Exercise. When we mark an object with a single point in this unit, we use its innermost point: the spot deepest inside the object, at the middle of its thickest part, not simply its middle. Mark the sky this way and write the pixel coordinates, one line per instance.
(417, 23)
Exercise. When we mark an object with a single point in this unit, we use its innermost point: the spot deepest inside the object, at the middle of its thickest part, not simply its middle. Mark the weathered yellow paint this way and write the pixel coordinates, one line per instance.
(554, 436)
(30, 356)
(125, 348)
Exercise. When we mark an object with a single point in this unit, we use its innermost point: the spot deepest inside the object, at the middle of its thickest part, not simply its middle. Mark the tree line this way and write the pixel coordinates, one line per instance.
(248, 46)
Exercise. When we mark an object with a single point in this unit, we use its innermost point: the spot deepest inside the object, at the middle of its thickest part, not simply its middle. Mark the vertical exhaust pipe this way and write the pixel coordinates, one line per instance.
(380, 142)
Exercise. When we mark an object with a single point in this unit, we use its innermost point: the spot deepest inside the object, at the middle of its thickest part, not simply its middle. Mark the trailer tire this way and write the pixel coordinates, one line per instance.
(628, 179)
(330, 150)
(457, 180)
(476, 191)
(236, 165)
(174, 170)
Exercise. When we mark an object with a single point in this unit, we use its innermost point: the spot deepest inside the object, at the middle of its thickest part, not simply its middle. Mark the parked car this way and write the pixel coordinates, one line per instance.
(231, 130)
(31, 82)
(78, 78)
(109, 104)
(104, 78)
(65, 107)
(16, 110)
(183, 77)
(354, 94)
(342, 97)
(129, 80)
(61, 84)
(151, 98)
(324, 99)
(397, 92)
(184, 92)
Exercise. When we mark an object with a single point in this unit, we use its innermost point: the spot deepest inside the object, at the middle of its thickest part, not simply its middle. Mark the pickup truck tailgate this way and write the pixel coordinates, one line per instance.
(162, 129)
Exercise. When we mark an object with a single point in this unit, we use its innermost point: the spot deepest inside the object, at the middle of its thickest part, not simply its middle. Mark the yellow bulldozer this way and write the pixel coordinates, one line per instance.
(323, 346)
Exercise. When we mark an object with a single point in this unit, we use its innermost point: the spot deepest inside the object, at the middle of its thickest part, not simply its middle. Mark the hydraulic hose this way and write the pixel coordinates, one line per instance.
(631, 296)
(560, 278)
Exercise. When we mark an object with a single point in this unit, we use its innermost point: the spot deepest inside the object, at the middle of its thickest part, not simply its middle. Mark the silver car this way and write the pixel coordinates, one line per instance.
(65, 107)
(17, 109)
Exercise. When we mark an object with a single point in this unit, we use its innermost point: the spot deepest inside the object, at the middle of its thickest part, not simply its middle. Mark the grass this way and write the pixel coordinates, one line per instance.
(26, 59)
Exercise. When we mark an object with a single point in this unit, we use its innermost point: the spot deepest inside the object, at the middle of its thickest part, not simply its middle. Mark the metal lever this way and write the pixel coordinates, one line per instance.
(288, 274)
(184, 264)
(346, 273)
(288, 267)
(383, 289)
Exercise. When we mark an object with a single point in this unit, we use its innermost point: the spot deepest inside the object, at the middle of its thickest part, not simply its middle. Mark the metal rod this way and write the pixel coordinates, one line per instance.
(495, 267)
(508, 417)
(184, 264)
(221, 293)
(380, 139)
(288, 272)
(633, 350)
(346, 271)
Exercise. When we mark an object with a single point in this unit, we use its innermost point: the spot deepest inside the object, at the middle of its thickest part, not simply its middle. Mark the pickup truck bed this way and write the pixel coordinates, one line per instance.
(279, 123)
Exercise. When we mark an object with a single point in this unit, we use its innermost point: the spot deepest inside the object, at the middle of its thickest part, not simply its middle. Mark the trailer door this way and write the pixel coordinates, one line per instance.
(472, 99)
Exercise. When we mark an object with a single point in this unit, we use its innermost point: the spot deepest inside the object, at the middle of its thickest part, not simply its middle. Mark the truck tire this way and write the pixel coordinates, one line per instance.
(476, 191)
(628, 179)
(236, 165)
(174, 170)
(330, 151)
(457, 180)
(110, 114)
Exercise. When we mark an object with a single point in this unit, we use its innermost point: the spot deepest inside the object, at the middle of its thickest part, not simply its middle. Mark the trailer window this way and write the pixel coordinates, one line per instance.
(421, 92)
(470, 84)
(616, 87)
==============================
Task objective: The output should match the records above exactly, entry for entry.

Solution to this task:
Exercise. When we mark an object with a single point in this unit, we use its innermost point: the spot deepest inside the object, at the middle of its thickest part, not simply its middle. Mark the sky this way and write the pixel coordinates, one line per instance.
(417, 23)
Exercise. When we mark an object with a single point in this unit, we use its innermost point: the spot deepest inside the object, at the middle of its thickest part, not simply its middle. Mark the weathered yellow paint this way and write the pixel coordinates, one line per instance.
(554, 436)
(30, 356)
(125, 348)
Exercise. When we mark an object with a single point in this unit, we use its innermost point: the spot deepest inside the object, at the middle of its thickest part, not simply its middle. Mark the tree line this way and write the pixel coordinates, one line per instance.
(248, 46)
Exercise. When we mark an object with a single point in this unit, we use its innermost point: the spot deepest inside the object, at the middle of its thickest part, not simply its middle. Mark the vertical exhaust pipe this way and write the pixel coordinates, one line per instance.
(380, 142)
Exercise. When we mark an object with a single point in this unit, we use its innermost point: the spot deepest inside the object, at the middle of its thickest part, not simply its middle. Mark the trailer tire this way and write the pixel coordinates, one line per instance.
(628, 179)
(330, 150)
(457, 180)
(476, 191)
(236, 165)
(174, 170)
Exercise. When we mark an object with a single point in this unit, we use its innermost point: the spot deepest inside the object, at the middle of its thickest part, not simply its middle. Mark the parked car this way and write the pixel coordinates, one line per instance.
(231, 130)
(31, 82)
(78, 78)
(109, 104)
(104, 78)
(65, 107)
(16, 110)
(183, 77)
(354, 94)
(342, 97)
(129, 80)
(61, 84)
(151, 98)
(324, 99)
(397, 92)
(184, 92)
Exercise. When we mark an object with a single point in this unit, we use its innermost point: the spot deepest inside the object, at the middle of its thickest part, not simply its middle. Mark the pickup truck tailgate this way and write the pixel coordinates, one line per instance.
(162, 129)
Exercise. When we mark an object with a single point in this unit, we use its innermost point: the spot deepest inside the object, at the middle of its thickest part, not simply its middle. Mark the yellow bulldozer this way and write the pixel coordinates, one line per instance.
(323, 346)
Exercise. When we mark an object with a single point in this unit, we use its innermost point: the spot deepest inside the object, at the middle of its thickest part, not simply its middle. Mark the hydraulic hose this way and write the pixel coordinates, one line per instance.
(631, 296)
(560, 278)
Exercise. When we mark an object with a single point in this unit, we use its innermost point: the spot deepest inside the object, at the middle of its thickest part, not simply its middle. Mark the silver car this way and write the pixel coordinates, one line per instance.
(65, 107)
(17, 109)
Exercise. When we mark an object with a single point in this unit, we use its innermost point: the spot deepest inside the object, at the middle of its thickest part, not simply its middle. Mark the grass this way and write the pixel coordinates, one line per instance.
(26, 59)
Exercise. When we mark an object with a single point in this unit, we use its innermost point: the spot deepest inside the object, at the middle of its thickest part, not simply its middle. Mark the metal lever this way and write the pixel coordinates, one line per instance.
(288, 274)
(184, 264)
(346, 273)
(288, 267)
(383, 289)
Exercise. When we mark an object with a single point in this unit, we use its innermost point: the spot deepest inside the object, at the middle of its thickest part, not simply its middle. Mark the metal rod this way and write the pixel coordinates, one line per instance.
(495, 267)
(508, 417)
(184, 264)
(221, 293)
(380, 139)
(288, 272)
(633, 350)
(346, 271)
Exercise. When we mark an object with a single point in this unit, we use its innermost point: the spot deepest inside the object, at the middle of its thickest part, not simply its middle. Mark the pickup truck bed this way and write the pixel coordinates, one line per instance.
(279, 123)
Exercise. When we mark an object with a single point in this unit, we use its innermost point: the spot deepest inside the object, at the middle of its thickest part, not simply its middle. Mark the trailer door this way and write the pixel coordinates, one line per instance.
(472, 99)
Exercise. When we mark an object with a single point in this unit, we use its innermost point: the spot deepest inside the object, at the middle of its thickest part, not simply its middle. Mark the truck tire this way and write the pixel coordinates, one line per instance.
(476, 191)
(628, 179)
(236, 165)
(174, 170)
(330, 151)
(457, 180)
(110, 114)
Exercise. When we mark an object with a single point in this unit, we use its innermost point: the spot deepest inside the object, at the middle of its thickest part, not simply its middle. Mark the trailer window this way and write the pixel coordinates, one line per instance.
(421, 92)
(470, 84)
(616, 87)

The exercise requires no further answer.